[Extracted records]
----------------------------------------

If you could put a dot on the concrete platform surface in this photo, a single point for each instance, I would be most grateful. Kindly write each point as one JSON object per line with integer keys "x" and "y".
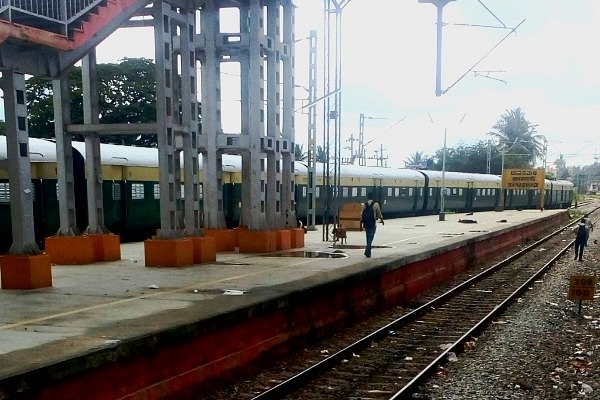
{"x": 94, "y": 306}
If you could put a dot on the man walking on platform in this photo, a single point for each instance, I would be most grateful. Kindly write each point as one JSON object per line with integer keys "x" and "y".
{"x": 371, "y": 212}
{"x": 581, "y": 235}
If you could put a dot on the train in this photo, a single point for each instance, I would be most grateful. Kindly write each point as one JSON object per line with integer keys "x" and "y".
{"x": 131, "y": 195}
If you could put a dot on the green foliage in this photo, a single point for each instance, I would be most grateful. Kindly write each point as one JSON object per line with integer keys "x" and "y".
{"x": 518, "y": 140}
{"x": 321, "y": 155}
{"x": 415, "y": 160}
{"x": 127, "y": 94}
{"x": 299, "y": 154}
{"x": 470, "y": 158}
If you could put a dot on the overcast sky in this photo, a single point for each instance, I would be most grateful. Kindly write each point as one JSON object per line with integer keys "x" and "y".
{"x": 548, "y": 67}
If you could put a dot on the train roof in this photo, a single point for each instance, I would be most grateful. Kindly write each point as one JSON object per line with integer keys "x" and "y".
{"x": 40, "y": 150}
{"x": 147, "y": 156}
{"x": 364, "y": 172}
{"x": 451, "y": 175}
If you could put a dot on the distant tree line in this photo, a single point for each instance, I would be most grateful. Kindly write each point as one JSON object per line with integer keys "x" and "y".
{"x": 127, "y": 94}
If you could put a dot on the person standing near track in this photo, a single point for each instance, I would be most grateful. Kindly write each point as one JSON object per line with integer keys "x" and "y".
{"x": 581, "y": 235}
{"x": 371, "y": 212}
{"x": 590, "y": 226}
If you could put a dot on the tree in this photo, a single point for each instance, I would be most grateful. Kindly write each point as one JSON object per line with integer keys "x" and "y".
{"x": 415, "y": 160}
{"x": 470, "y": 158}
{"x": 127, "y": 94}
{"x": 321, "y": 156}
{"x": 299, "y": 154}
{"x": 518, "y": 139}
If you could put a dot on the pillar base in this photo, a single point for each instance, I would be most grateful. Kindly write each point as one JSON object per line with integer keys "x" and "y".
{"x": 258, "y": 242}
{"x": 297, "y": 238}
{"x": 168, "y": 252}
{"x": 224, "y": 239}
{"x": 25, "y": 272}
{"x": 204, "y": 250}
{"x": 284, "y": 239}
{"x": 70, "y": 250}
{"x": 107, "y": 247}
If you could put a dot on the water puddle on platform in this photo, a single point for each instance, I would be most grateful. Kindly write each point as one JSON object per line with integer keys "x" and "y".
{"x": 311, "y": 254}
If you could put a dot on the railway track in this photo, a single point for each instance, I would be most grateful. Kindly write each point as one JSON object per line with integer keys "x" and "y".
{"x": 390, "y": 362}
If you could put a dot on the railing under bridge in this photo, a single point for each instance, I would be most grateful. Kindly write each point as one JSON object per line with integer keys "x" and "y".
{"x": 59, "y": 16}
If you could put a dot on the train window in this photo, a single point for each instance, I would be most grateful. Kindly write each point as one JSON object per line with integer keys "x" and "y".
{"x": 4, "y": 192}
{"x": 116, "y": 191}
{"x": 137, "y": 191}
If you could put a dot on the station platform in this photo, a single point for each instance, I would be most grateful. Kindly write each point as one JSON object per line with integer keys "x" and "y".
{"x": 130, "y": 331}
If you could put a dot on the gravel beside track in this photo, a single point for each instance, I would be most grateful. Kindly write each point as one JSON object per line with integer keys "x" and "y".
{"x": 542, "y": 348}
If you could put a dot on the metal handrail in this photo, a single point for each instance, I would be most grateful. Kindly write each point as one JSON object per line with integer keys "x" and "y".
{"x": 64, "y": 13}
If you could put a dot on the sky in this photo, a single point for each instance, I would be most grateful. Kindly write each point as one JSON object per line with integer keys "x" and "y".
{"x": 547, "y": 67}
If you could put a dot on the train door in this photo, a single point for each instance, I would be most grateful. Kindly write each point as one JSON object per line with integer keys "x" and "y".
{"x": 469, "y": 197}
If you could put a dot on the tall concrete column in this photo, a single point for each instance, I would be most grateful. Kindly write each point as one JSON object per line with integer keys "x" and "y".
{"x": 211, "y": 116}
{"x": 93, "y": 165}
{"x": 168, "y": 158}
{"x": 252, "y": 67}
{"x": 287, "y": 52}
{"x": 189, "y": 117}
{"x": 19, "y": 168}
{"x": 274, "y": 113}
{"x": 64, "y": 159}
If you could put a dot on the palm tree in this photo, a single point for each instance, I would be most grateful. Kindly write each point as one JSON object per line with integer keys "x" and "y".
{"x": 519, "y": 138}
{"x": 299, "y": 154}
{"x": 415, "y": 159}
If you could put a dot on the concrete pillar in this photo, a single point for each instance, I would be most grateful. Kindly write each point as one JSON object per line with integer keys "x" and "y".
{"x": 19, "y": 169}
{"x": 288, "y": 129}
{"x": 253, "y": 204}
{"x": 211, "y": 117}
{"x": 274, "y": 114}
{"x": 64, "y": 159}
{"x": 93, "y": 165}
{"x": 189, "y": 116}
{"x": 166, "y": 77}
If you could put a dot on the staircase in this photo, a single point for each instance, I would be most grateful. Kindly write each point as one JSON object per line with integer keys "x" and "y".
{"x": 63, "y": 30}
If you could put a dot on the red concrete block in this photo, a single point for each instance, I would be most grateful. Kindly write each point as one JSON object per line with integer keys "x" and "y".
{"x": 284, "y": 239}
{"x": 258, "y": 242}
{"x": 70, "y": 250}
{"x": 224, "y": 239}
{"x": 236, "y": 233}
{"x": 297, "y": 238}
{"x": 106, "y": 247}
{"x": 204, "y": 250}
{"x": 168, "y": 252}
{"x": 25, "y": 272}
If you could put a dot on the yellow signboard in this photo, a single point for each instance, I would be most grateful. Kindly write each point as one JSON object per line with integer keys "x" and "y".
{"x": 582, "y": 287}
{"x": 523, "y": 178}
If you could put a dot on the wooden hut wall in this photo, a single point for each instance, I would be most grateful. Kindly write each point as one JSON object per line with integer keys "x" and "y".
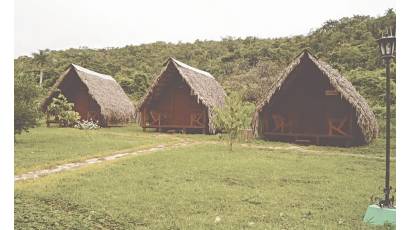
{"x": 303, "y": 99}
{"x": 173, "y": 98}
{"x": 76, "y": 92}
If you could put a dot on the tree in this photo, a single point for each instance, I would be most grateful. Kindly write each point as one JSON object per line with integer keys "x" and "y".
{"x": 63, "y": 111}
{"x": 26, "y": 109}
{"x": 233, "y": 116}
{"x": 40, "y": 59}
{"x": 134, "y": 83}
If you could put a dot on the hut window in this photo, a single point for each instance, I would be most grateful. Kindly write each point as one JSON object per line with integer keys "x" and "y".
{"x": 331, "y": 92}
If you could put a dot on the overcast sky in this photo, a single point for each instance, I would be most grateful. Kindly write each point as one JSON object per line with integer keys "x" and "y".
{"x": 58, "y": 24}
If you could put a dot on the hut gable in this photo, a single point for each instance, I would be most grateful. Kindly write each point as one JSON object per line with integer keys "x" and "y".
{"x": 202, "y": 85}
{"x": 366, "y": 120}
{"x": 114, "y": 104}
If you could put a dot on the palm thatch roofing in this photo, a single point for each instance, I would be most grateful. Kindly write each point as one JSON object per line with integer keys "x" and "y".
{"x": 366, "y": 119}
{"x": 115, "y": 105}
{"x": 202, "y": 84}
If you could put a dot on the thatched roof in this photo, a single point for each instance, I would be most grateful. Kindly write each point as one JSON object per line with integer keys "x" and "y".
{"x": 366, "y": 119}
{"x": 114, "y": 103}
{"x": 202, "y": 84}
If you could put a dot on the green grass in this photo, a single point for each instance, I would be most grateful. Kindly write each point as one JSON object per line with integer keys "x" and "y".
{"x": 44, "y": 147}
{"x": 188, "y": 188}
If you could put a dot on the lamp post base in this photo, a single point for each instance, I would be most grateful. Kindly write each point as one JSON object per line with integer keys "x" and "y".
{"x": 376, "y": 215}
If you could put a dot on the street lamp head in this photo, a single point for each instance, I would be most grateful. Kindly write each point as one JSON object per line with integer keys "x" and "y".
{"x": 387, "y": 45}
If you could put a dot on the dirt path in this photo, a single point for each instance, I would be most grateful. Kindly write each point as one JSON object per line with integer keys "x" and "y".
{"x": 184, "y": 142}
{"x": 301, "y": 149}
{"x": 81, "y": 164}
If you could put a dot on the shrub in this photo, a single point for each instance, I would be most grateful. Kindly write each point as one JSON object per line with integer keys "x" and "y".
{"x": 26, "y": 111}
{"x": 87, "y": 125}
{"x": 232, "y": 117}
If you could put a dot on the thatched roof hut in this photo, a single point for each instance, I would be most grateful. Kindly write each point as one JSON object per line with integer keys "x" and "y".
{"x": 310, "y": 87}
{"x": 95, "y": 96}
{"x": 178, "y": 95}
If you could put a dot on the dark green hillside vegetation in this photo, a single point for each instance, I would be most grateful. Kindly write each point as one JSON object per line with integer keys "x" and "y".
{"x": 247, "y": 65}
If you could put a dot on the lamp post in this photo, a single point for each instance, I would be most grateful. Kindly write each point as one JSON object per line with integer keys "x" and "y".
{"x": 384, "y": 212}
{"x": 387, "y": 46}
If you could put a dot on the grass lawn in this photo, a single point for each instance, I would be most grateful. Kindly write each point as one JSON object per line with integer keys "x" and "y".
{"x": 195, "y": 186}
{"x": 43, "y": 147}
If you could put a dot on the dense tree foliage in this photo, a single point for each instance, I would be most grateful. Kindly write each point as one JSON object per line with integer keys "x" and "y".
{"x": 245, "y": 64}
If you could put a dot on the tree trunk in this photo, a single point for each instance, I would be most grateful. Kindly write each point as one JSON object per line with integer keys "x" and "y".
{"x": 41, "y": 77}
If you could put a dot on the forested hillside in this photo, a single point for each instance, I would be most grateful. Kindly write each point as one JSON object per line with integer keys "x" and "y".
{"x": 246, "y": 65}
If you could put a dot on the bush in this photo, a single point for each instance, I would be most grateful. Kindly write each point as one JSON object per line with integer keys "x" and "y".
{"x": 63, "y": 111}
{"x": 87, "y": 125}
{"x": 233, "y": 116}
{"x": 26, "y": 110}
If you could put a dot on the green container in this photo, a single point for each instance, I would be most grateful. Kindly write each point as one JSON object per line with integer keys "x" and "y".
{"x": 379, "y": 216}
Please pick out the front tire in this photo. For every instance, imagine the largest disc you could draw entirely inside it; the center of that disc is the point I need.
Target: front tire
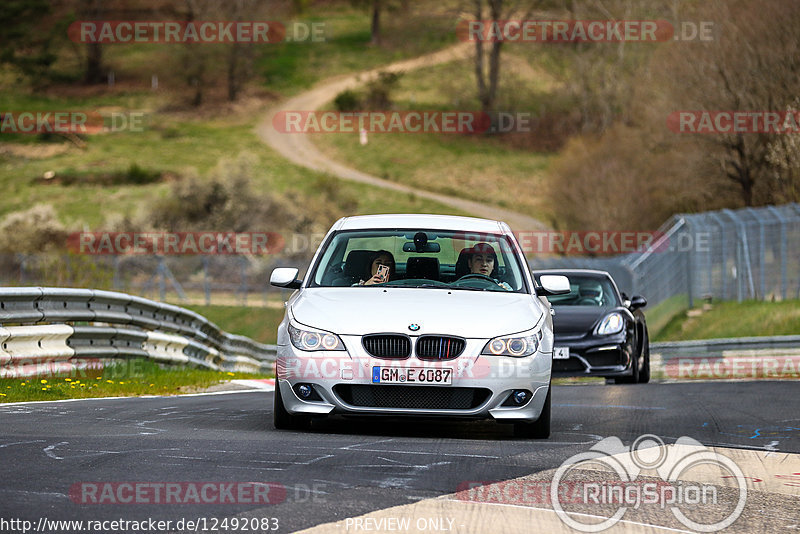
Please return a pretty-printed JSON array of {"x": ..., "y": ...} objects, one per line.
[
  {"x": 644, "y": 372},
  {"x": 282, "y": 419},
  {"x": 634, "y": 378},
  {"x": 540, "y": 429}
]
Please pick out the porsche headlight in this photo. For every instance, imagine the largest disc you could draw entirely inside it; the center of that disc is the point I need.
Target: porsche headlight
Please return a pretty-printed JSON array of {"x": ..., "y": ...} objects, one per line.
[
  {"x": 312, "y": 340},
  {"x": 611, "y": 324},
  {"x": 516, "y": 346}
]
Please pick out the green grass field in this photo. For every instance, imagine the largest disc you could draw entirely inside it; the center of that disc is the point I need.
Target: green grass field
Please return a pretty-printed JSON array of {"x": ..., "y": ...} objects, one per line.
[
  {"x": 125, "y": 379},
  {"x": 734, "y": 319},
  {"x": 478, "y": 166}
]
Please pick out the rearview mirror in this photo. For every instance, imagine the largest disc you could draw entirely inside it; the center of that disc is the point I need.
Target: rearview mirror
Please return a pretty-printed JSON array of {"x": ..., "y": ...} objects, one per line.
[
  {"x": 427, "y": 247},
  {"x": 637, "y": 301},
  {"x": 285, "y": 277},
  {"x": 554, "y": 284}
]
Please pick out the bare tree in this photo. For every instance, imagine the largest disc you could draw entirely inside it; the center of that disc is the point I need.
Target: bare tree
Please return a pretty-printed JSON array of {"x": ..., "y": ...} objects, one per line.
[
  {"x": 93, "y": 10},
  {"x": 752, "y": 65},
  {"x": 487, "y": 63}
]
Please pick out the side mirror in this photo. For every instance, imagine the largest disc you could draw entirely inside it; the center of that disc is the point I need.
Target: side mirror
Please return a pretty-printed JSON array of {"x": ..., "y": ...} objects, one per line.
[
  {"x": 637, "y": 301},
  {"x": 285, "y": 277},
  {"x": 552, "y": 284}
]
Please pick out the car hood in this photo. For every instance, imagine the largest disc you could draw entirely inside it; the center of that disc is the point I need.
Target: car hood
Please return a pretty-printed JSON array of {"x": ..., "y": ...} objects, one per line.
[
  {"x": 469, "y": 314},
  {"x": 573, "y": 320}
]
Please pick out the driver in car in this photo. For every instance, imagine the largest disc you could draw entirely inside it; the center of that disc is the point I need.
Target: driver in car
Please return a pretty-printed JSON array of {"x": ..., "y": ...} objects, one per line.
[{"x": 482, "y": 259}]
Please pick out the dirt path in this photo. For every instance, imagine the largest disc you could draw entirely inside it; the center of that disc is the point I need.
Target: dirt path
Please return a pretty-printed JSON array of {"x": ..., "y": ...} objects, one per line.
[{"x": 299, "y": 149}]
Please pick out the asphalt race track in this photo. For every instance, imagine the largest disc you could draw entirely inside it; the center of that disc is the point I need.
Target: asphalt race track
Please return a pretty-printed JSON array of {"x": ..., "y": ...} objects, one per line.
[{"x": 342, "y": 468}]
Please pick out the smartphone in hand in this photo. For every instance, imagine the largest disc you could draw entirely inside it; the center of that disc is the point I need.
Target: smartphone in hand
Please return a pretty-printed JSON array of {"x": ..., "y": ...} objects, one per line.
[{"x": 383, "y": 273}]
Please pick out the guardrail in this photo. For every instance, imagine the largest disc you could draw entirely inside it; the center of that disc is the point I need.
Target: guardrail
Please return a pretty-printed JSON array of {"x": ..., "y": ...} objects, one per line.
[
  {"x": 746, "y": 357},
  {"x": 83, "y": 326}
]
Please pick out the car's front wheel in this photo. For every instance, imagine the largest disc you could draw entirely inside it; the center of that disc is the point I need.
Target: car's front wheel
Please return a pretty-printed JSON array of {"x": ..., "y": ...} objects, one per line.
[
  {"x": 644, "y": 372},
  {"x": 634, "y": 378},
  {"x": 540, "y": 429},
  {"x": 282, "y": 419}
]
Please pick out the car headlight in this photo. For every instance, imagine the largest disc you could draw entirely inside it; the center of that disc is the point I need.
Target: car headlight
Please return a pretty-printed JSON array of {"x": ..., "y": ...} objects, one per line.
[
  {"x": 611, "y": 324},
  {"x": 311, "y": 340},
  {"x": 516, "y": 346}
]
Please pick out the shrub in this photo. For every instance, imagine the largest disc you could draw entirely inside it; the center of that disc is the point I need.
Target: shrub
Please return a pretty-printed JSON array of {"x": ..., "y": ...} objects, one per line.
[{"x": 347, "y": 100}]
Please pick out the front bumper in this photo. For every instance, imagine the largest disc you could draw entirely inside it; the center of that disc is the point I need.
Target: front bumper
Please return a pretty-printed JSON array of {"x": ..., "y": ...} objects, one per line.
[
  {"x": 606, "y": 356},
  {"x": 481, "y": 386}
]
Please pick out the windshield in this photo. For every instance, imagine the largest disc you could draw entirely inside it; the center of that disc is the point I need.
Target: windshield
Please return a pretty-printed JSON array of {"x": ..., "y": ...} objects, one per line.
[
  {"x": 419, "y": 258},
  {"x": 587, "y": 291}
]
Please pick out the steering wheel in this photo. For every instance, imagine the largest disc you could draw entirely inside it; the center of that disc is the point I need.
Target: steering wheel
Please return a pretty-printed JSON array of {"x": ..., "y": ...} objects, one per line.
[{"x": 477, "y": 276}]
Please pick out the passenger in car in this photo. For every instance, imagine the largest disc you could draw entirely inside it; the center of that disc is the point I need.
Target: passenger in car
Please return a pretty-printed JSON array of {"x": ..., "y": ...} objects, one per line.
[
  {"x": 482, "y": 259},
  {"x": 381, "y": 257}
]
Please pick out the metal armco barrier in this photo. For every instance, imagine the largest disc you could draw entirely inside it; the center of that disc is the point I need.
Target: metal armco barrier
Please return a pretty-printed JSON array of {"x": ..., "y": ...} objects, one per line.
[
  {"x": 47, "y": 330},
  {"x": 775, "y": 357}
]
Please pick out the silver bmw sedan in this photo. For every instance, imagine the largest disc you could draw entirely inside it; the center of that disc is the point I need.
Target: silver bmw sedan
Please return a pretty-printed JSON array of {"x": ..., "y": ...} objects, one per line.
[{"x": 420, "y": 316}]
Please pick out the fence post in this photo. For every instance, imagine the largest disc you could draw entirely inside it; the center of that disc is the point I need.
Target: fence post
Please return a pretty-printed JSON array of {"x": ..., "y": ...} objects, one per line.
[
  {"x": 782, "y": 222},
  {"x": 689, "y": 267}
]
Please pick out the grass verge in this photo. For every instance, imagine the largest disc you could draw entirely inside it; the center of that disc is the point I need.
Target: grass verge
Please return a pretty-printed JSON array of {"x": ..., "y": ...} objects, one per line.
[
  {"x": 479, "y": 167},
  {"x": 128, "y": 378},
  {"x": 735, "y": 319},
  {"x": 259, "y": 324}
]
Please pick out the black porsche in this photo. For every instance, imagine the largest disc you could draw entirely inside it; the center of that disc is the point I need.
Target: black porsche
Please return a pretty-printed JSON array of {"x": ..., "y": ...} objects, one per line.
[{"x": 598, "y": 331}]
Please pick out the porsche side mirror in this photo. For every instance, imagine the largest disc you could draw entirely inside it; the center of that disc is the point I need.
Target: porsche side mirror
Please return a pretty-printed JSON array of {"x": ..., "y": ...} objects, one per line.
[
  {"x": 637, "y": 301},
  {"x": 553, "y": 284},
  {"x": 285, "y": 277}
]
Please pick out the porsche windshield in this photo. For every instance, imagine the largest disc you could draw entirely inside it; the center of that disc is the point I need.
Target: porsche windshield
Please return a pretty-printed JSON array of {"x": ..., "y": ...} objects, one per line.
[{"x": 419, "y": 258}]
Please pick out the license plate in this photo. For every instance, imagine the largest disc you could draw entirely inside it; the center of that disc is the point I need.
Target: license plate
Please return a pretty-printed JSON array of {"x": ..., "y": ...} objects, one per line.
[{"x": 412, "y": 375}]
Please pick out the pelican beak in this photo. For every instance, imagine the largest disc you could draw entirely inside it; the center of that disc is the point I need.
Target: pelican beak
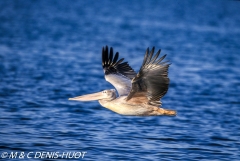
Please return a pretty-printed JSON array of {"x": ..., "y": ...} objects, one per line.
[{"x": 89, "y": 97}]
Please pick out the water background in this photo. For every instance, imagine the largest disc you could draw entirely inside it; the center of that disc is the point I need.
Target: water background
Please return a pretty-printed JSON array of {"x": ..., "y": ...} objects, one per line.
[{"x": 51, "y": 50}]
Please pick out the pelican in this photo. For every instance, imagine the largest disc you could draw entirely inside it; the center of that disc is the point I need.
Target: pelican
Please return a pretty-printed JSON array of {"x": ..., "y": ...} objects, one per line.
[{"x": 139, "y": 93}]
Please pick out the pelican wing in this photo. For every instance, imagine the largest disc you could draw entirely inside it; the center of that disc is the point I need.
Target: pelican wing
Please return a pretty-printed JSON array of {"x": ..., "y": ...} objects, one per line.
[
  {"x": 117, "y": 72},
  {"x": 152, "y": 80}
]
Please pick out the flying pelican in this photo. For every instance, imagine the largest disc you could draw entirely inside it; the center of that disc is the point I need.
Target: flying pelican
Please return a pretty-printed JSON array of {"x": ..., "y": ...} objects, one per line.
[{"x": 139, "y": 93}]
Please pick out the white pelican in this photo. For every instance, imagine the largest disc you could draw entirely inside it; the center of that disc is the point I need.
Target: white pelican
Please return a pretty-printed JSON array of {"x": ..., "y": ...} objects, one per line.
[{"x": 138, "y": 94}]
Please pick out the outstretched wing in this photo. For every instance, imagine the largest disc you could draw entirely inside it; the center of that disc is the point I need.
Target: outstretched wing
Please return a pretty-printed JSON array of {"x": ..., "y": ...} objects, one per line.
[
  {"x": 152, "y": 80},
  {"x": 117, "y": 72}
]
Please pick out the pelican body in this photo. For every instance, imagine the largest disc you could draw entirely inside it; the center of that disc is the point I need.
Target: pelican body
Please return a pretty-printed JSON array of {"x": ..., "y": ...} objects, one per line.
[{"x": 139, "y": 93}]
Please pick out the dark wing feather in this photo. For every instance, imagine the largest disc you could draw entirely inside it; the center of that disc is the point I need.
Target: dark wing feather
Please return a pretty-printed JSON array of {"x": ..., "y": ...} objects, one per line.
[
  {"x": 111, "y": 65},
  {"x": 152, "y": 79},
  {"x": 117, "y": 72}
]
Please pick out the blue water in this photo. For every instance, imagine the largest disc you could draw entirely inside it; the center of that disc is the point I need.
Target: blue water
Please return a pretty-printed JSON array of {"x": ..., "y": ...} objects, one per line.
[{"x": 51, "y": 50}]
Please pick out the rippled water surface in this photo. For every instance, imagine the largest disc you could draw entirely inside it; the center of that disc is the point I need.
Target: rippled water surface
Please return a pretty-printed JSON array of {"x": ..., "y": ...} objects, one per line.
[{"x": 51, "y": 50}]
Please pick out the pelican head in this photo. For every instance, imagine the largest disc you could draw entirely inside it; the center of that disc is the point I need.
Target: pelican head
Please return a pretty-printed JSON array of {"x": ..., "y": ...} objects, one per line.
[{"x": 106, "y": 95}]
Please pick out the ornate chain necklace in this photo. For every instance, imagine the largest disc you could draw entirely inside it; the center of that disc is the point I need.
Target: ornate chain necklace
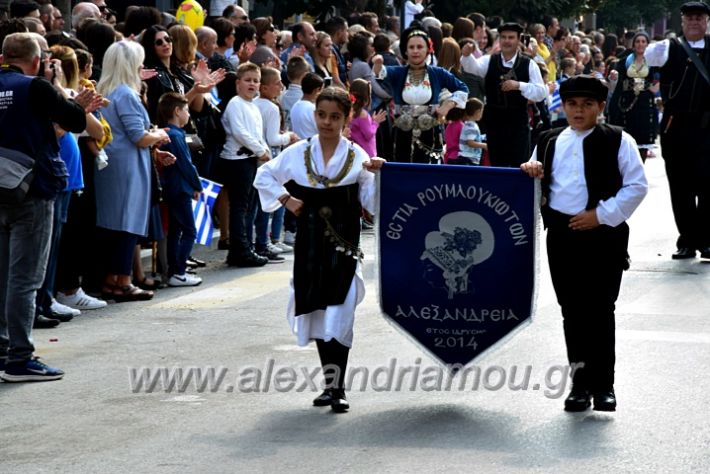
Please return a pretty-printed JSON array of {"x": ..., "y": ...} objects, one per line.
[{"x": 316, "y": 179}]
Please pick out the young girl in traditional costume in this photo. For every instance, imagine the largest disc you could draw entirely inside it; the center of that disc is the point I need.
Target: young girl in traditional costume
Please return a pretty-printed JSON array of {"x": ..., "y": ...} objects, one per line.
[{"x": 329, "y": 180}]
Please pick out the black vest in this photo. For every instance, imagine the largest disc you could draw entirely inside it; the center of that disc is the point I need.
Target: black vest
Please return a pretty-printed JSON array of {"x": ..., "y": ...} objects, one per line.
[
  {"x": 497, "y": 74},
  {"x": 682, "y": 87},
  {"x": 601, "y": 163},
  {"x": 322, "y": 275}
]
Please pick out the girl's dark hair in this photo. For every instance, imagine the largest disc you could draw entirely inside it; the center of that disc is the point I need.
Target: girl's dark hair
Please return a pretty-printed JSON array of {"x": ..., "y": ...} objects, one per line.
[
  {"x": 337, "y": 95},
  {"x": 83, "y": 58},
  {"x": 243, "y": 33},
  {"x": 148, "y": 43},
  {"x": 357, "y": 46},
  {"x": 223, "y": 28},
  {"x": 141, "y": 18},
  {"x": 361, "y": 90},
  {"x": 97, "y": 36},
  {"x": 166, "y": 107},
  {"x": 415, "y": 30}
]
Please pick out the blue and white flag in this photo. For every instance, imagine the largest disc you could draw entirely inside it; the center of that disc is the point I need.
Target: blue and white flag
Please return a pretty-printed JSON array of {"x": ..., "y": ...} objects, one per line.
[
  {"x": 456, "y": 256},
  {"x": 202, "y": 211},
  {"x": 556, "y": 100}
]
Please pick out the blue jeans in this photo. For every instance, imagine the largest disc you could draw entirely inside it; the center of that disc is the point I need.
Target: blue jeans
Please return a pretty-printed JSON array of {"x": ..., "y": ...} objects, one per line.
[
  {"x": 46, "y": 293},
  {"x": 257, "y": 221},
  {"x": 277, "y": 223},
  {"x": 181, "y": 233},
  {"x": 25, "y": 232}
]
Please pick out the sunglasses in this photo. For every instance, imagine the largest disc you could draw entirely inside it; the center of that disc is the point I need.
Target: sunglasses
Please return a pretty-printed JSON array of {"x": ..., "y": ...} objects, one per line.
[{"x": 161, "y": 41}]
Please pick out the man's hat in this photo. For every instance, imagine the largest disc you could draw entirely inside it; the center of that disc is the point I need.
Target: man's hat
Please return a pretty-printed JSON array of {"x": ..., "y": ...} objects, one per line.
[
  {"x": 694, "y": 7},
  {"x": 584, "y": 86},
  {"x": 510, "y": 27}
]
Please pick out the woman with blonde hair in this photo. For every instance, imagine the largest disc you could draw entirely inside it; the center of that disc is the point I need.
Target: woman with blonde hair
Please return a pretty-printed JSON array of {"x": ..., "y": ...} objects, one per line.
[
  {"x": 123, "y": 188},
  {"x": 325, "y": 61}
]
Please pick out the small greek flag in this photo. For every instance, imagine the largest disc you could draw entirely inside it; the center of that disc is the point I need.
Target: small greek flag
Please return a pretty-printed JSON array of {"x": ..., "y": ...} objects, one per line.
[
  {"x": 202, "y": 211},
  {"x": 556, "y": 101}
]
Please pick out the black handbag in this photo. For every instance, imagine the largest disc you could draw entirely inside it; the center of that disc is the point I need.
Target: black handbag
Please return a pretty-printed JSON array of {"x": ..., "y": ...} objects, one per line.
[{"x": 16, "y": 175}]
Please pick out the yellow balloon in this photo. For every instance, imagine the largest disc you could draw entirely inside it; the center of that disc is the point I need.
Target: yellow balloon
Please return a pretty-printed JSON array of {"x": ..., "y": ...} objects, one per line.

----------------------------------------

Work request:
What do the lines above say from the one containing "Please pick out the pelican body" down to the one containing "Target: dark wing feather"? Return them exactly, both end lines included, and only them.

Problem solution:
Please pick out the pelican body in this photo. For every instance, imagine the largest disc you could draw entirely inside it; the center of that disc is the point I need.
Target: pelican body
Please return a pretty-printed JSON array of {"x": ..., "y": ...} objects, one per line.
[{"x": 139, "y": 93}]
Please pick out the dark wing feather in this photo. For every instance, imagine the largest disc you could draw entirely inside it; the center of that disc is the point I need.
Target: dark wing feather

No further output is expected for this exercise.